STATED GOAL >>
Below is a set of records; restate each one word for word.

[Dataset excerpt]

::::::::::

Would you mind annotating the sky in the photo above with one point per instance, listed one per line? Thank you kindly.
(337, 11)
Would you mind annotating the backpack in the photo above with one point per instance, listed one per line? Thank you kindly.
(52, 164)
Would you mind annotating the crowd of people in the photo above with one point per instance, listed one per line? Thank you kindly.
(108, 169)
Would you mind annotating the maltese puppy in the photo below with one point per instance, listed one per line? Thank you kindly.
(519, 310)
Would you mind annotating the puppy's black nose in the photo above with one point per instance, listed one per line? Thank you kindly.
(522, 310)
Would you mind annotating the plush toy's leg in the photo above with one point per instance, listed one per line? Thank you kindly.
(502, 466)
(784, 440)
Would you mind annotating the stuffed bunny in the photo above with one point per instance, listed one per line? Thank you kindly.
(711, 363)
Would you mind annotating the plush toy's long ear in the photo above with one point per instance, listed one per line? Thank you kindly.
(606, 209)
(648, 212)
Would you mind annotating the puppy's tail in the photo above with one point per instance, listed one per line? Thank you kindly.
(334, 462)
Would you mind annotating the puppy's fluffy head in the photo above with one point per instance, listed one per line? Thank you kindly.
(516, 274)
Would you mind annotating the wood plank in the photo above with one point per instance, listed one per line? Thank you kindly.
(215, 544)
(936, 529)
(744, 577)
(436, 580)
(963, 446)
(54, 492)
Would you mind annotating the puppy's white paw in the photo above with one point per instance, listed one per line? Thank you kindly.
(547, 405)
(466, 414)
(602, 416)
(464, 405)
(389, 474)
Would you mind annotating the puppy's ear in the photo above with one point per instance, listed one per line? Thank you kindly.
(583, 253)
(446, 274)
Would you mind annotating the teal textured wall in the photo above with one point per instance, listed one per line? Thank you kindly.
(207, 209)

::::::::::

RESULT OF THE EXERCISE >>
Would you mind annotating the sky in the photo above with one point per instance, listed one per line? Thank you kindly.
(337, 11)
Would you mind annotating the backpack in the photo above with one point per instance, listed one per line? Thank you kindly.
(52, 164)
Would you mind annotating the crowd of people in the photo above with one point per instance, listed one per line? Thank you kindly.
(108, 169)
Would you mind annotating the maltese puppy in the photo below with one point per instance, listed one per line? Thank you kindly.
(519, 310)
Would you mind annotating the puppy's black nose in the photo above with one point per instance, listed one per line? Thank you kindly.
(522, 310)
Would you mind annotating the plush toy's leg in the photo above with one point per instance, listed one per line? Thank you kindly.
(502, 466)
(784, 440)
Would you mind annotating the stuffed bunny in the photo above with one point per instance, listed one per line? Thank you kindly.
(711, 363)
Would you mind annotating the plush toy's long ear in the photo above with one point per instance, listed one per line? Thank you kindly.
(606, 209)
(648, 212)
Would you mind annotating the puppy's tail in the photo above with one point per instance, listed one per line? Thank you kindly.
(334, 462)
Would you mind annotating the puppy's fluffy head in the photo above with one point per instance, listed one per line? Thank you kindly.
(516, 274)
Would you mind annotating the wood plank in the photo above with one point per instance, listed one per line? Thank you kindly.
(215, 544)
(936, 529)
(744, 577)
(436, 580)
(963, 446)
(54, 492)
Would you mind annotating the puppy's white paw in the photo above with one point per instance, listed one per line? Thank you kindly.
(547, 405)
(466, 414)
(602, 416)
(464, 405)
(389, 474)
Would you mind annotating the puppy's ear in the photo above with one point per instance, listed one per line? Thank you kindly.
(583, 253)
(446, 274)
Would you mind annotating the teal textured wall in the photo above with one point per instance, listed one per line? Thank you kindly.
(207, 209)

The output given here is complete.